§ Records supplied
* * *
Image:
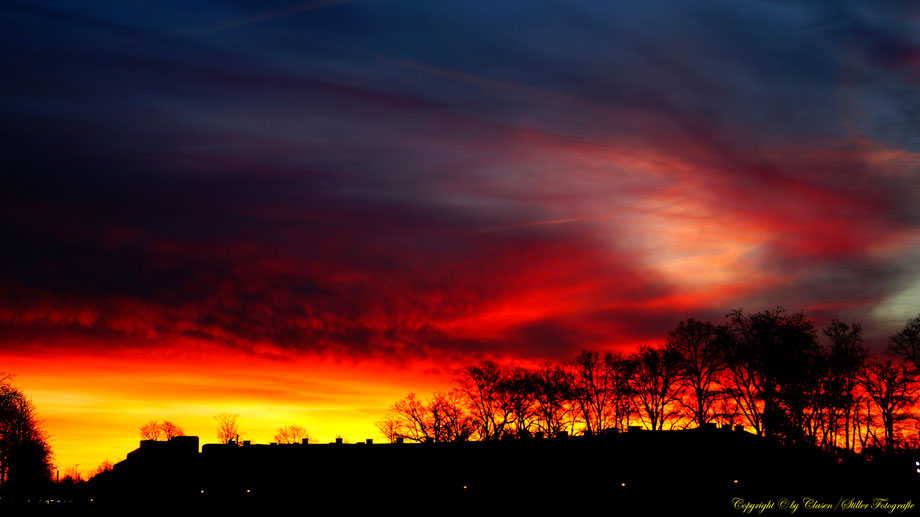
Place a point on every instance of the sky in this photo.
* * *
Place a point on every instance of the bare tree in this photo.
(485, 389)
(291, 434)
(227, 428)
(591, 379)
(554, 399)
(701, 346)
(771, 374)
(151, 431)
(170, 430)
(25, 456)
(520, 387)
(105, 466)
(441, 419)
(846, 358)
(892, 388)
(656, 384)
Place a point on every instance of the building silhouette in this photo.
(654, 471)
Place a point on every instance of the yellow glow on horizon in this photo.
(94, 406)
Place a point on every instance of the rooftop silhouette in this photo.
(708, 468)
* * *
§ Set exercise
From the records above, pick out each line containing the string "every".

§ The solution
Place a point on every instance of the sky in this photo.
Place a point on every instance of the bare tree in this photo.
Place a point on every instance of the building silhouette in this photo.
Place a point on every instance of the yellow glow on horizon in this photo.
Place a point on every instance of the rooftop silhouette in this photo.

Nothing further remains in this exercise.